Saved entries
<<<<
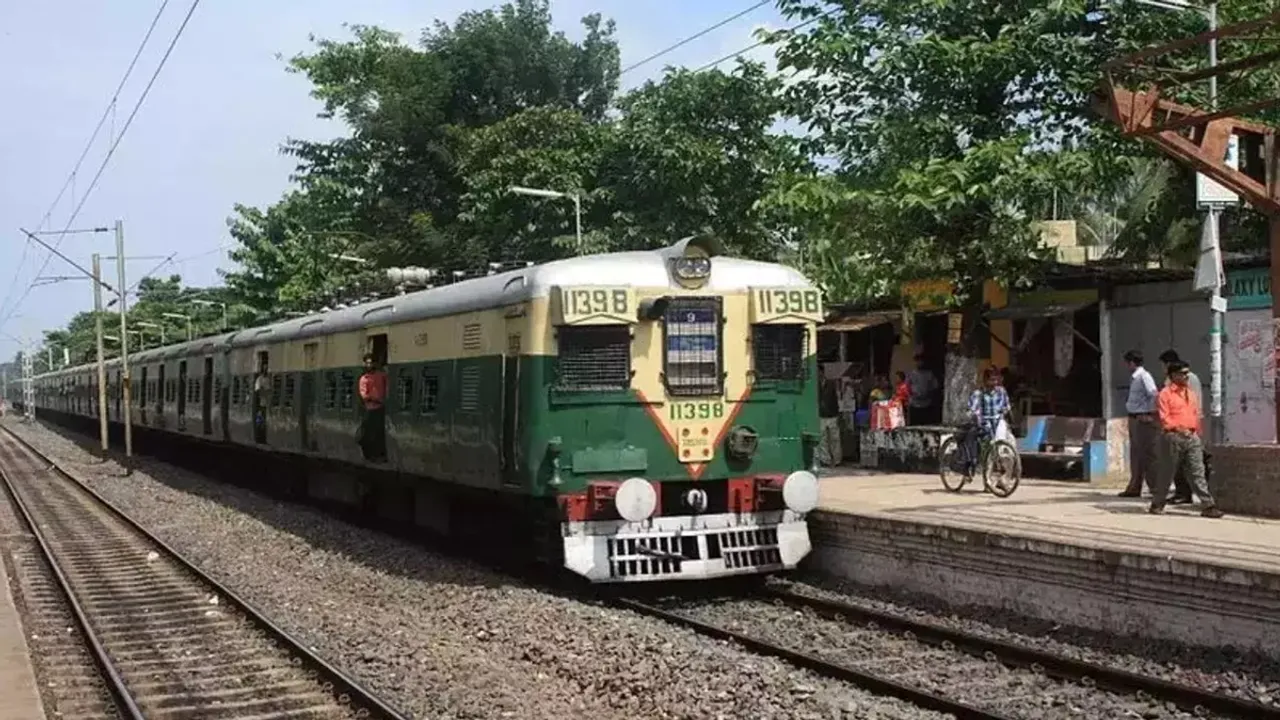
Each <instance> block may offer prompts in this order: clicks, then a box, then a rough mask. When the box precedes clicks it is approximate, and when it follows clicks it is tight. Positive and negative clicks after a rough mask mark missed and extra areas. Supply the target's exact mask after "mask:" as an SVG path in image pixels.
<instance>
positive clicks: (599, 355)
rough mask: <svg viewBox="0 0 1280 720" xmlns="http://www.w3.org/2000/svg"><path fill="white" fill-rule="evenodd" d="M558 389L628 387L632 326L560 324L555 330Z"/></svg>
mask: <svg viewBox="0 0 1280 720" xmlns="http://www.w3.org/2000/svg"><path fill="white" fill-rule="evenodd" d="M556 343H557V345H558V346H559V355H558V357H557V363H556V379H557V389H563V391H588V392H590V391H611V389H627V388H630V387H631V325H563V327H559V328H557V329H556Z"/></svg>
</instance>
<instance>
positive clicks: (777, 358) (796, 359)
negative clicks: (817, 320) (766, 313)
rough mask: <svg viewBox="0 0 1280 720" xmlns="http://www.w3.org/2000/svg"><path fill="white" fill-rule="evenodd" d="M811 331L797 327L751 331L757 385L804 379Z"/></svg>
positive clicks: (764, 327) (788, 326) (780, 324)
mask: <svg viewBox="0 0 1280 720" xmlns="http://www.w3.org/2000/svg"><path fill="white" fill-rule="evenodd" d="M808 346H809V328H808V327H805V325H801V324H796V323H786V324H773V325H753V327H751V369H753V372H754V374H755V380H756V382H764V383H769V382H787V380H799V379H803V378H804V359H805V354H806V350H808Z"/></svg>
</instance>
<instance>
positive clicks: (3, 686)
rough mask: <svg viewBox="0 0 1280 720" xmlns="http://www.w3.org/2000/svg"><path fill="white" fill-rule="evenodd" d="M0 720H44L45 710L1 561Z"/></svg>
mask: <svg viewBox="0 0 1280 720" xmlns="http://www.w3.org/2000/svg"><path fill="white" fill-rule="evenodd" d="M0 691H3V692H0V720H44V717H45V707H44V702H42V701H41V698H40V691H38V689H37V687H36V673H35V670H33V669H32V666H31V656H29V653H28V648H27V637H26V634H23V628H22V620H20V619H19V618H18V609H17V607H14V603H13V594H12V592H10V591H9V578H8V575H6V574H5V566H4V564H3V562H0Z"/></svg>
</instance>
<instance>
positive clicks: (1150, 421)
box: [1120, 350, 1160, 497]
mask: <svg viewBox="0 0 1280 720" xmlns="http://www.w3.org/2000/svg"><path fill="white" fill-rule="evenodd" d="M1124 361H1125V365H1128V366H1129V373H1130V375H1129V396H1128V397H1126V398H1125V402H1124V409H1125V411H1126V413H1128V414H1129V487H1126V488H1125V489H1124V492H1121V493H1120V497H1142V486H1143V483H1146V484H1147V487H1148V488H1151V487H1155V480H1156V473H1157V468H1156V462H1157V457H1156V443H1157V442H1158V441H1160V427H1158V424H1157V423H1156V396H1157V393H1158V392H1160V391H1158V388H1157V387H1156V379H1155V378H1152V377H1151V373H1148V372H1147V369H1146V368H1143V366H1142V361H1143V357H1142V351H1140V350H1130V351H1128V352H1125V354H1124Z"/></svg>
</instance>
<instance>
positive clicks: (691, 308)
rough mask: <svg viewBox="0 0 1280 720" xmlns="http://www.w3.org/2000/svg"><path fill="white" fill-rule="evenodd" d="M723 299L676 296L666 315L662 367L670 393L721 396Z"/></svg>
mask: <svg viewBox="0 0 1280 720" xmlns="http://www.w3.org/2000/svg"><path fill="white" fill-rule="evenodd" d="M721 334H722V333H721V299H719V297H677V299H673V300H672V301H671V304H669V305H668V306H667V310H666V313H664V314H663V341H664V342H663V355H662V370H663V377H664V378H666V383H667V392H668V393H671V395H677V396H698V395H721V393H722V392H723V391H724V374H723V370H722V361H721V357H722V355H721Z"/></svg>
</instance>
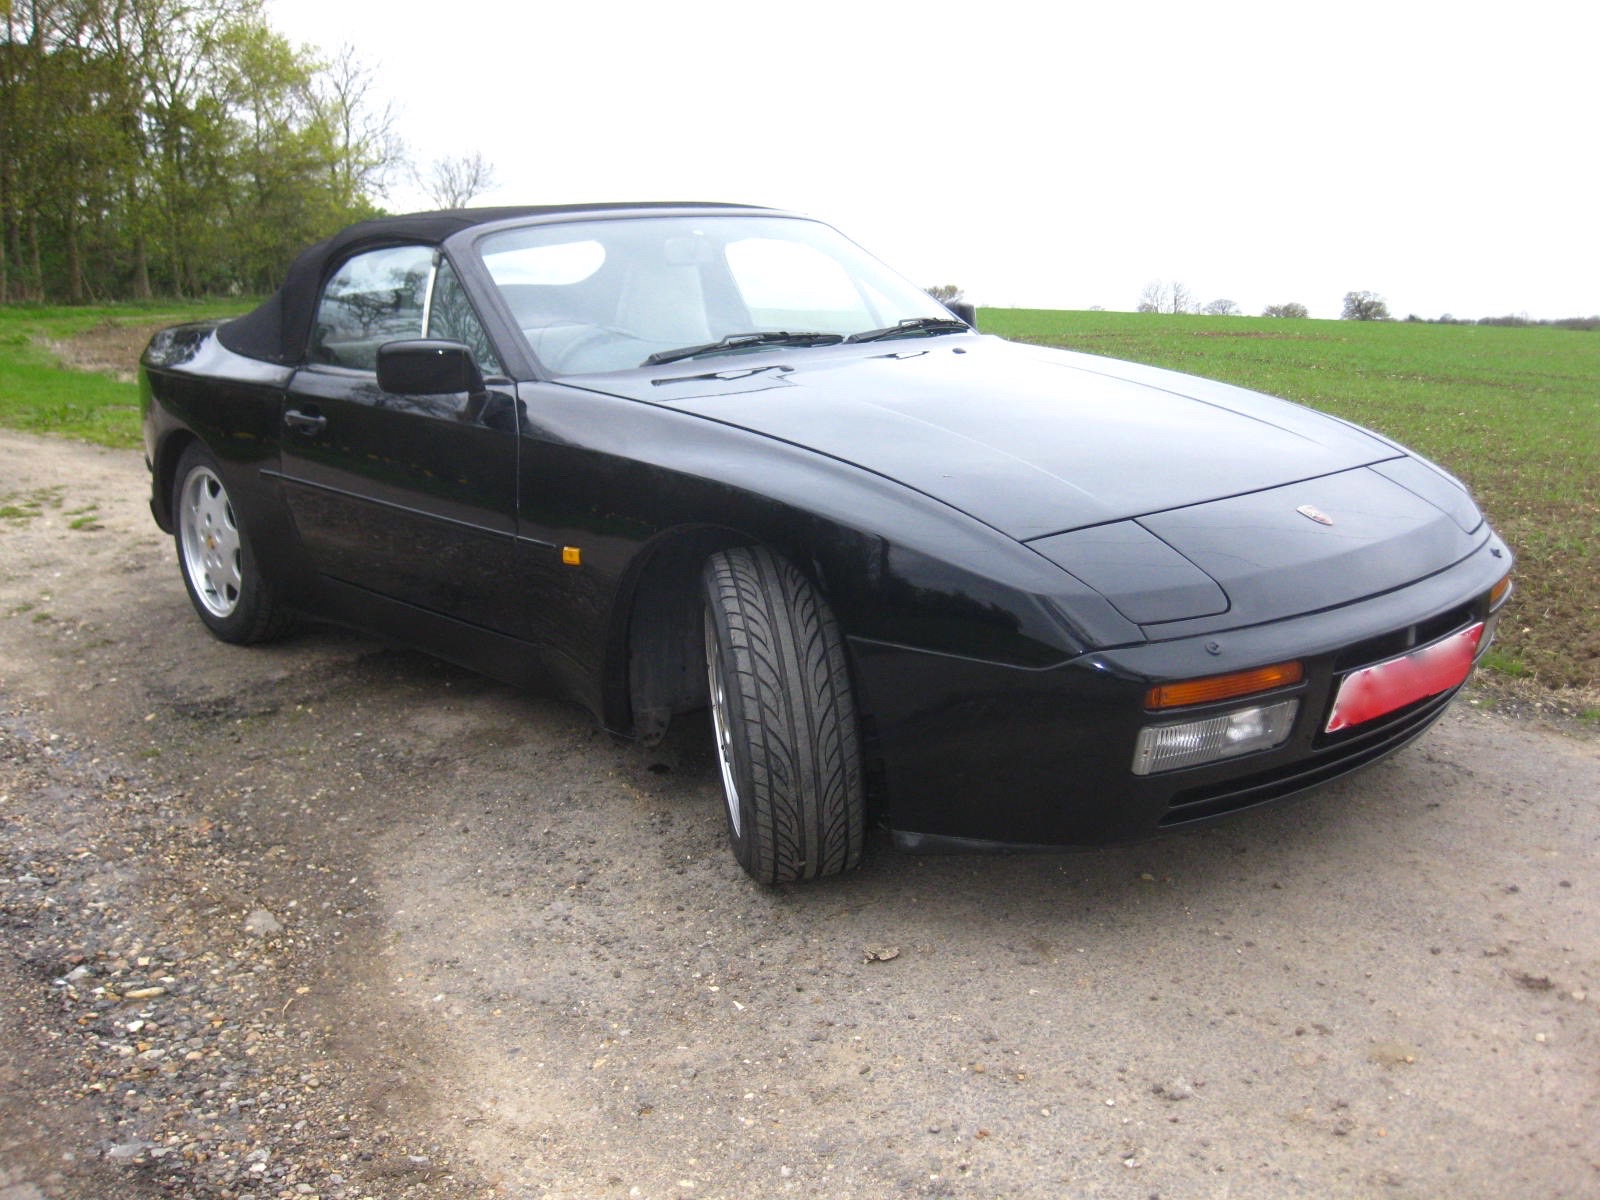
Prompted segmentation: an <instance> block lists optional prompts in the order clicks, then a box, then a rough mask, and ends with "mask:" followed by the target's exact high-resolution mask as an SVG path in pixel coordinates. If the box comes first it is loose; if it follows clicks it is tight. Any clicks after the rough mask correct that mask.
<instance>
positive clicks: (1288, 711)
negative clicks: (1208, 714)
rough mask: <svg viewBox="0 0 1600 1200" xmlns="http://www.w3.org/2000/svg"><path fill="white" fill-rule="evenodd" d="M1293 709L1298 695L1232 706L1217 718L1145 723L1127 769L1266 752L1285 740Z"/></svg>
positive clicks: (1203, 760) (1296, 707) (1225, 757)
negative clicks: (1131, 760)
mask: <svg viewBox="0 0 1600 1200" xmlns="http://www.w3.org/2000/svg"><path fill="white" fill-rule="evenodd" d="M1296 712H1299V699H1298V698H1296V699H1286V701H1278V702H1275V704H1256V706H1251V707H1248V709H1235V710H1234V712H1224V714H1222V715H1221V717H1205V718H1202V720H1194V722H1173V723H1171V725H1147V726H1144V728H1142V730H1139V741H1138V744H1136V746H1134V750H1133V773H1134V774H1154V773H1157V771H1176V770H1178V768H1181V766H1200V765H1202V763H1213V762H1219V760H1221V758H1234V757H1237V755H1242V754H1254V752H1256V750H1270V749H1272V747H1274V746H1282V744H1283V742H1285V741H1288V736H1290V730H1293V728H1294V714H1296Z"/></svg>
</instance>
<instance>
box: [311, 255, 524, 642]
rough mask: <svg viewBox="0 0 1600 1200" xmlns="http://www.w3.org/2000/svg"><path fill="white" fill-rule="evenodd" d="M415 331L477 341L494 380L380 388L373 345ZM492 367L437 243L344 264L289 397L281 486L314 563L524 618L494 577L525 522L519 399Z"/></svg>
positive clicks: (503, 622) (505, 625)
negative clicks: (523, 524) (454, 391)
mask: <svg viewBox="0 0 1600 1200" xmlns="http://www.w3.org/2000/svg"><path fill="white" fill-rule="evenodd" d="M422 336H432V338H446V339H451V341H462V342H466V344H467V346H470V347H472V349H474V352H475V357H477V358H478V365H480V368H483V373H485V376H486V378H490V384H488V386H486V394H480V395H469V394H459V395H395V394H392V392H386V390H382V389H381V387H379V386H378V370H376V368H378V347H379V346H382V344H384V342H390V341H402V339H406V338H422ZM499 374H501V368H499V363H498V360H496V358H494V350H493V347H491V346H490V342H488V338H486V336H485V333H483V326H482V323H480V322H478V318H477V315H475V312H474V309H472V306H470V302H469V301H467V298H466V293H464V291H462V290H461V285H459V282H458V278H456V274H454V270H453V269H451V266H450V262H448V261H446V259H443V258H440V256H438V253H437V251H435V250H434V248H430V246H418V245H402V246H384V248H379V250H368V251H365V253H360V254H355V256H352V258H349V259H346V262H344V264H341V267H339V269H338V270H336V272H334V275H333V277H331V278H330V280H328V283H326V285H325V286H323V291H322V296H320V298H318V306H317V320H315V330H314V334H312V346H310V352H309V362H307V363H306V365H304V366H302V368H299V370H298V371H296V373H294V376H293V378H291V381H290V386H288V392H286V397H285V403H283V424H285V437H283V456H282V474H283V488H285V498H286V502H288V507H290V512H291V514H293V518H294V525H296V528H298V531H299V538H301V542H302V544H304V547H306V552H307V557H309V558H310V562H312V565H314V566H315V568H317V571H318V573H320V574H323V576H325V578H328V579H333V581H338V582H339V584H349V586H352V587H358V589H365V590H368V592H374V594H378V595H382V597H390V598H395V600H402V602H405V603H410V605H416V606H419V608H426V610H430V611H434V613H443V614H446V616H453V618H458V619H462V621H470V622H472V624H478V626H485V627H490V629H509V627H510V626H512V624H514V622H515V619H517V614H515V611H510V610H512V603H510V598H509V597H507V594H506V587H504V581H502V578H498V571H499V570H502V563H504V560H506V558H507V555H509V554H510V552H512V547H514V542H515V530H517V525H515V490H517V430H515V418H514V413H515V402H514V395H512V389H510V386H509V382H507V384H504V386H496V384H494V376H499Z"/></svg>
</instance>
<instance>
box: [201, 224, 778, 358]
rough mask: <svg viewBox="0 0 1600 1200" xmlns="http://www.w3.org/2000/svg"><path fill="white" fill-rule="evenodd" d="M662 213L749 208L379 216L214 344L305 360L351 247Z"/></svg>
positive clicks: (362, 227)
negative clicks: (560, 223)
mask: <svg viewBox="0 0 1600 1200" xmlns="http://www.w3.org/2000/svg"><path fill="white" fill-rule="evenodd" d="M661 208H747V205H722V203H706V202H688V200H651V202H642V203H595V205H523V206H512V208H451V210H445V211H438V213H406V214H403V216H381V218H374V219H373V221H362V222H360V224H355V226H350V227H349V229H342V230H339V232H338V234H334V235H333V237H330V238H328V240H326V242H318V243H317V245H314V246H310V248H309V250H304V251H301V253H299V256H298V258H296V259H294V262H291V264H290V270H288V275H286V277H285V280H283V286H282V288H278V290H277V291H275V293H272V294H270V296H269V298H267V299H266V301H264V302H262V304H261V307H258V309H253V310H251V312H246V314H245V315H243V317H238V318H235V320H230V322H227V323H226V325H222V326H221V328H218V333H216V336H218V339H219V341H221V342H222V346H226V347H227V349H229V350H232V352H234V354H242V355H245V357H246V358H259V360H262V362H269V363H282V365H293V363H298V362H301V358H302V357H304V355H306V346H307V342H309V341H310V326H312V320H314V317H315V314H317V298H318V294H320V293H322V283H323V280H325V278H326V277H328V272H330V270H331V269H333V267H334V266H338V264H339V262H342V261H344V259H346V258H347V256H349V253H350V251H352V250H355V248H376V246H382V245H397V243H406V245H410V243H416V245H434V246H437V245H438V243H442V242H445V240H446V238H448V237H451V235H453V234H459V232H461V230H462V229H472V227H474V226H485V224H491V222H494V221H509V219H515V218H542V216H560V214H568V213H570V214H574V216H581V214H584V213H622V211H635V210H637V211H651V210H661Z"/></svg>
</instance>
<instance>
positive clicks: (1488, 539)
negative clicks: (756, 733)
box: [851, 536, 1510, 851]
>>>>
If a line above holds the string "after", return it as it stands.

Each <instance> block may offer prompts in this order: clicks, then a box, then a rough mask. When the box precedes clicks it is approximate, and when it follows clicks it is tight. Positive and negative clicks after a rough mask mark missed and extra areas. Supply the target's exact mask after "mask:" as an SVG path in image pixels.
Prompted segmentation: an <instance> block lists optional prompts in the order clicks, then a box, then a rough mask, and ends with "mask:" followed by the target's exact high-resolution mask as an SVG path in pixel coordinates. If the box comes first it is loose; if it follows clicks it is tight. Any clicks after the rough mask correct that mask.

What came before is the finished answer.